**Raw entries:**
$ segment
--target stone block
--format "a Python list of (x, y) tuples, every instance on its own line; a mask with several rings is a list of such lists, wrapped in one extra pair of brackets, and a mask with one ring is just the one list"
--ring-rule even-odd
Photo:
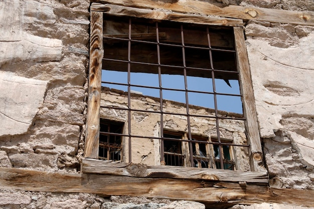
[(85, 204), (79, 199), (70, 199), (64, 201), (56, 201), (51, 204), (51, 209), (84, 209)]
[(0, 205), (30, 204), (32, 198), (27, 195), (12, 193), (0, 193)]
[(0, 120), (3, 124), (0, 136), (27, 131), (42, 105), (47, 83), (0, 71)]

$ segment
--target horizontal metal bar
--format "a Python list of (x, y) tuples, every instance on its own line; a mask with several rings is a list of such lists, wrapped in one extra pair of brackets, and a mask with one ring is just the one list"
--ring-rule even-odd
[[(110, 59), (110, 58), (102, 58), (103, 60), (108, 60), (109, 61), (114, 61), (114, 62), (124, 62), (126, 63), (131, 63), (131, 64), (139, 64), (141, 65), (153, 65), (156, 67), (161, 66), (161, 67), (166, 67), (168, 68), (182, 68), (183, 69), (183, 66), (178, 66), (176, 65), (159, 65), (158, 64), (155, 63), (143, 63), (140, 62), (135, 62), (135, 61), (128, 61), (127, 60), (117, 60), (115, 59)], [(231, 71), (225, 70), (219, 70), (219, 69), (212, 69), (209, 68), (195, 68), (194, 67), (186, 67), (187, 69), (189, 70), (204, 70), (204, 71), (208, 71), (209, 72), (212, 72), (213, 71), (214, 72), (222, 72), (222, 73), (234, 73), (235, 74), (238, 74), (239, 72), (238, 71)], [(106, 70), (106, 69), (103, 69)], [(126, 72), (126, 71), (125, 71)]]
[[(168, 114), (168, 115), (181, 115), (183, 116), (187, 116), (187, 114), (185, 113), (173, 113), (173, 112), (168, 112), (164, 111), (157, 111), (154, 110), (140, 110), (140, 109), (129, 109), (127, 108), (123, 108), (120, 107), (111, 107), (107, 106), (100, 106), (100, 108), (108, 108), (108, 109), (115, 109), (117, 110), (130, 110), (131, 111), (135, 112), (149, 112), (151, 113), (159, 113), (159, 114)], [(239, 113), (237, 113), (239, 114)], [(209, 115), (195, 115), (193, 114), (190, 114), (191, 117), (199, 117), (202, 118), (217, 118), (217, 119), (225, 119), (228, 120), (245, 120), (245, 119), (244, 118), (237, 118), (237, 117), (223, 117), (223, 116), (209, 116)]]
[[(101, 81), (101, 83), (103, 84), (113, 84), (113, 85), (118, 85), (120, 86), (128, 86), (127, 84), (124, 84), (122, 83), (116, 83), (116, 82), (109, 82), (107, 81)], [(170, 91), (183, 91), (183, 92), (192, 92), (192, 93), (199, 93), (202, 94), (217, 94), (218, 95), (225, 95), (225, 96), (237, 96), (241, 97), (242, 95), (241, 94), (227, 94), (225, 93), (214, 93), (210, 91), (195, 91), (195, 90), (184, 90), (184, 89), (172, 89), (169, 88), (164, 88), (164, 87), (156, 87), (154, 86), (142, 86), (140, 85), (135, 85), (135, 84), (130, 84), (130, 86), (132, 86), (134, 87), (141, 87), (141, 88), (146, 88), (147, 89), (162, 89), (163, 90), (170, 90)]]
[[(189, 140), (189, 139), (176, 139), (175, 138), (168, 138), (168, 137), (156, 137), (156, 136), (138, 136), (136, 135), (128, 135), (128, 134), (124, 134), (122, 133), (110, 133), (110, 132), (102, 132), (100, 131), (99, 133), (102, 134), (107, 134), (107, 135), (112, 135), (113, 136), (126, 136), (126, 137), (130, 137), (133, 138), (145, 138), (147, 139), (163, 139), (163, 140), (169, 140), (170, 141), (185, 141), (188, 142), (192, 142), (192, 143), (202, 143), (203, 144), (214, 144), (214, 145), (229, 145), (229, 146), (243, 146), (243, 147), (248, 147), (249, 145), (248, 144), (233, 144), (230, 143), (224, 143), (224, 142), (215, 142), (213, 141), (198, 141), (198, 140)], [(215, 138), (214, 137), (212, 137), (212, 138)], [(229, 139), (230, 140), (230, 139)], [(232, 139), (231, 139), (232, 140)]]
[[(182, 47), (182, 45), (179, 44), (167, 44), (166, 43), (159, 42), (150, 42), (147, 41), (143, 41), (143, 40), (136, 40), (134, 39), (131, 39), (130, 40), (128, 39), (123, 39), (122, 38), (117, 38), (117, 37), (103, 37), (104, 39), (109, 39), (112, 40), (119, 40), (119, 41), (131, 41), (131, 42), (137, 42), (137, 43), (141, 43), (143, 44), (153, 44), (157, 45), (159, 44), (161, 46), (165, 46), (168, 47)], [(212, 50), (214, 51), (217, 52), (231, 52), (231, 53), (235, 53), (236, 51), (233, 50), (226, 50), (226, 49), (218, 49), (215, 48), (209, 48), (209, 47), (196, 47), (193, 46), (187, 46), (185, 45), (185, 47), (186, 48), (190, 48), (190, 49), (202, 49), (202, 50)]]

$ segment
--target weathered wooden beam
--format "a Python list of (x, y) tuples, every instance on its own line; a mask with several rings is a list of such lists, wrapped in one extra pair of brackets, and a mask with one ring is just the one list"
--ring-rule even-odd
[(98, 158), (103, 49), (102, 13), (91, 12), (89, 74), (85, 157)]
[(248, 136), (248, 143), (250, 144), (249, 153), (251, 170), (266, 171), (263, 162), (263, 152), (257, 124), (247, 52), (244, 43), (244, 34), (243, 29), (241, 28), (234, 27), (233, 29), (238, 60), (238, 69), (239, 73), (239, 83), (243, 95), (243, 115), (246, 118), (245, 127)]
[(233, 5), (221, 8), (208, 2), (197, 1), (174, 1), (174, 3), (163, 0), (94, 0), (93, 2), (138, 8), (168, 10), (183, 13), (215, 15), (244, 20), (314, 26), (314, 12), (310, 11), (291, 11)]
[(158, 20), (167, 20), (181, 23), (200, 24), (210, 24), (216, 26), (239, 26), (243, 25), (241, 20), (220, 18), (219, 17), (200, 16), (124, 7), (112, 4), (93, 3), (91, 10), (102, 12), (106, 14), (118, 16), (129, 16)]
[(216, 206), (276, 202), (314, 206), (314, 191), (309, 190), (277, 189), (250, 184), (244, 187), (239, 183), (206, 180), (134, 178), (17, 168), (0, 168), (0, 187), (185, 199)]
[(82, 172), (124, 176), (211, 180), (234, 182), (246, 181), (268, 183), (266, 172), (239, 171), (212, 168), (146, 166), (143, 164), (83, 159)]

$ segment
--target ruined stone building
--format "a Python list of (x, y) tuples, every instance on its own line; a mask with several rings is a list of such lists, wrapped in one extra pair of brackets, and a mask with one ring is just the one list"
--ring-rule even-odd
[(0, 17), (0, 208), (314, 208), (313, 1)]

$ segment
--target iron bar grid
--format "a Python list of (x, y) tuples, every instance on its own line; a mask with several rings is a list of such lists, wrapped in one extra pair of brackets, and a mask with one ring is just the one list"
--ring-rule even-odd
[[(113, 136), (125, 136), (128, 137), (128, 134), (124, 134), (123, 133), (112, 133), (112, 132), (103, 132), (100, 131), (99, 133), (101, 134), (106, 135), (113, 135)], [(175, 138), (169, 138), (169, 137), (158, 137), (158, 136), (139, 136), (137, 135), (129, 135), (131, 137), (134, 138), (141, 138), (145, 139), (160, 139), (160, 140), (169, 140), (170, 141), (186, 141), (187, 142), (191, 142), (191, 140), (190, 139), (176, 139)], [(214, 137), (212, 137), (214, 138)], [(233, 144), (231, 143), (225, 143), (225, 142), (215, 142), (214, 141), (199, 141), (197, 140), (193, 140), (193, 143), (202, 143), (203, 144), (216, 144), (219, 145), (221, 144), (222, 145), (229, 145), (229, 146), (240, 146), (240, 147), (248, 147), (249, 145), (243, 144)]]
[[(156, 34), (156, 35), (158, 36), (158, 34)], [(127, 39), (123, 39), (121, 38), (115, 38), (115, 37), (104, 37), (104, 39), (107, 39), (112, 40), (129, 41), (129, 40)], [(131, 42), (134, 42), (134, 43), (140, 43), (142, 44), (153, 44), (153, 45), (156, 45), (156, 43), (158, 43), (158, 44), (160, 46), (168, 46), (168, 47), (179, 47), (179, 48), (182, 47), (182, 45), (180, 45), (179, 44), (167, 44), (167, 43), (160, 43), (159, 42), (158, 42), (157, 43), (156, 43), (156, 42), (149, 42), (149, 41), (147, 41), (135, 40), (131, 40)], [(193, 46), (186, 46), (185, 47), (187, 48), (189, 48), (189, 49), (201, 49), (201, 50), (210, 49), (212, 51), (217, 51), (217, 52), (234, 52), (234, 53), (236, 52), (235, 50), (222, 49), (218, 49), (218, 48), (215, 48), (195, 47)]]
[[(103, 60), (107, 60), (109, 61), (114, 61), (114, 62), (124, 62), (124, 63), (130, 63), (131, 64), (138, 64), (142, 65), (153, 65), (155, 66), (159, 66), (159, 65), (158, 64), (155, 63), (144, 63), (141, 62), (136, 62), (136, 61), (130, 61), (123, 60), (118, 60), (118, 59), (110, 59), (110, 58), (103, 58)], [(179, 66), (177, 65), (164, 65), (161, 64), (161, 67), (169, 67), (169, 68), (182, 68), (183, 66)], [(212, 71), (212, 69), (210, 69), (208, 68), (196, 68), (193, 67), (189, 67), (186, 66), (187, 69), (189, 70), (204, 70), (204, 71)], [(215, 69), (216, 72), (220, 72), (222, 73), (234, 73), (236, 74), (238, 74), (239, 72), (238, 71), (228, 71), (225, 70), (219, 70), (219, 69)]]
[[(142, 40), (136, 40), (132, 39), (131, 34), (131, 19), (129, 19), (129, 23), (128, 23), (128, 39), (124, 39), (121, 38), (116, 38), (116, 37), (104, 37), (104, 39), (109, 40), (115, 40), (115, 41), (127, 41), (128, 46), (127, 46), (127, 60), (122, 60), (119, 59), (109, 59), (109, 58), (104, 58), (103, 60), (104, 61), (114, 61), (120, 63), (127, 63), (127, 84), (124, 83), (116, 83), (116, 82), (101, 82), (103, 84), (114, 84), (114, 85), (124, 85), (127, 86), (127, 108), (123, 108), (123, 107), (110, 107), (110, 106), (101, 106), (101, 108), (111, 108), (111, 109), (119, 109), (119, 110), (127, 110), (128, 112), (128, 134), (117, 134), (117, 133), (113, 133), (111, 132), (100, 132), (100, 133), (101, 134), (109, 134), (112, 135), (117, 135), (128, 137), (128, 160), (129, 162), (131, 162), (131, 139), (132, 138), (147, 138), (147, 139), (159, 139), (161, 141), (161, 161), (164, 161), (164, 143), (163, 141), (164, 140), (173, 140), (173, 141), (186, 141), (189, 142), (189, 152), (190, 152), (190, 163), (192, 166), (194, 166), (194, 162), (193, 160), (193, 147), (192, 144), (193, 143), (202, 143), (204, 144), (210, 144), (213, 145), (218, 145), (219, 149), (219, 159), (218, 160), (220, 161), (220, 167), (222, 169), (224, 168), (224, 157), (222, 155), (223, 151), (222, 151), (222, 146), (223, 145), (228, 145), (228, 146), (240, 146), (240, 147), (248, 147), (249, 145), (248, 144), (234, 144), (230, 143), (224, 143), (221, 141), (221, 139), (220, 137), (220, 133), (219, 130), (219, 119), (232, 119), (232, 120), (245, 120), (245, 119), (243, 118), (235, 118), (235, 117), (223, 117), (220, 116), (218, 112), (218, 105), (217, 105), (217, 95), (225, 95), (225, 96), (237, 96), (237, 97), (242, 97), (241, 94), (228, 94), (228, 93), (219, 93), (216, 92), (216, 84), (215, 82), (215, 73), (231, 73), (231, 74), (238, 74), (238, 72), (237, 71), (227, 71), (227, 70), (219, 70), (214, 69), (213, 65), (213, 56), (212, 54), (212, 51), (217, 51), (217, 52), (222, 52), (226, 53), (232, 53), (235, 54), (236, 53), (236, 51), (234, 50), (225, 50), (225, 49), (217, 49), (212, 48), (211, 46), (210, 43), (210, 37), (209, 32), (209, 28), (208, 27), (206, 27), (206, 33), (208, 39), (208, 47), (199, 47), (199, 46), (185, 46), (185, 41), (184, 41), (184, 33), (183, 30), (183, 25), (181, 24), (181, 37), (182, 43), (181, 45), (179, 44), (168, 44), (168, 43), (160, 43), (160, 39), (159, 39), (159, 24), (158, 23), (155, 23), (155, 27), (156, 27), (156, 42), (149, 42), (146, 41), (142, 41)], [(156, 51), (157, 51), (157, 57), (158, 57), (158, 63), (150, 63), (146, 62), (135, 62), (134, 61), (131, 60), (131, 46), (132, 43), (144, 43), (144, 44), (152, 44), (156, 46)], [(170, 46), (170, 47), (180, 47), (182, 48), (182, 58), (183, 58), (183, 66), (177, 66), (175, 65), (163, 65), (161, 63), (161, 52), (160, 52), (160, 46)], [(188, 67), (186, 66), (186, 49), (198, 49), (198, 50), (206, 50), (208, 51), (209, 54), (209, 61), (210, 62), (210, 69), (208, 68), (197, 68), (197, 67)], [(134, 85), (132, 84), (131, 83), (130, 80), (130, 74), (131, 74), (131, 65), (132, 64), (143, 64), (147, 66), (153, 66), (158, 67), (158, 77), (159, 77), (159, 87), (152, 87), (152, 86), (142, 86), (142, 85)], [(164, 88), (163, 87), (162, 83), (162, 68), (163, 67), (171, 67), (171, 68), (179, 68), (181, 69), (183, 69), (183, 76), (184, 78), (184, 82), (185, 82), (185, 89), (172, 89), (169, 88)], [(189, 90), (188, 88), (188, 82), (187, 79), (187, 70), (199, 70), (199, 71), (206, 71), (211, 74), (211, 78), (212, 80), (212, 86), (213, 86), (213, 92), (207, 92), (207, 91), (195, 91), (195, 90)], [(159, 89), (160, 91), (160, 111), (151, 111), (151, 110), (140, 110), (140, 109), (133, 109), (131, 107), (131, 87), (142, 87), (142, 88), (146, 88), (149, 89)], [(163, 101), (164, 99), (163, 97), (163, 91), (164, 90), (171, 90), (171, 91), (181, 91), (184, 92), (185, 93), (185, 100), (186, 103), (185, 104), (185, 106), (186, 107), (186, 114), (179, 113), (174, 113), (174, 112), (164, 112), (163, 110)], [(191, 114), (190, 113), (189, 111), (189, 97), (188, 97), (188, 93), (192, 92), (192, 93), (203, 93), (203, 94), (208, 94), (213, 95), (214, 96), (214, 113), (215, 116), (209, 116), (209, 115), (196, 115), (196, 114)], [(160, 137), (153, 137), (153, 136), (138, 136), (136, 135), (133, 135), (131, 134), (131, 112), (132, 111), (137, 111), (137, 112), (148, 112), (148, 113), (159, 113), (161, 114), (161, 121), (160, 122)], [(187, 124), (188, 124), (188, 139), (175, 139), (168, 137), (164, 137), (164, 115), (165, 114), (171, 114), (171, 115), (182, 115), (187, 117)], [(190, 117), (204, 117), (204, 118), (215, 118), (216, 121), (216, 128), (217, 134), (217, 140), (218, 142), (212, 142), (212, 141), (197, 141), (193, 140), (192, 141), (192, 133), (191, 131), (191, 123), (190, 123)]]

**To do:** Transcribe the part that opens with the line containing "209), (84, 209)]" and closes with the line containing "83), (0, 71)]". Include both of those lines.

**Expected answer:**
[(85, 204), (79, 199), (70, 199), (64, 201), (56, 201), (51, 204), (51, 209), (84, 209)]
[(0, 205), (30, 204), (32, 198), (27, 195), (12, 193), (0, 193)]
[(0, 120), (3, 124), (0, 136), (27, 131), (42, 105), (47, 83), (0, 71)]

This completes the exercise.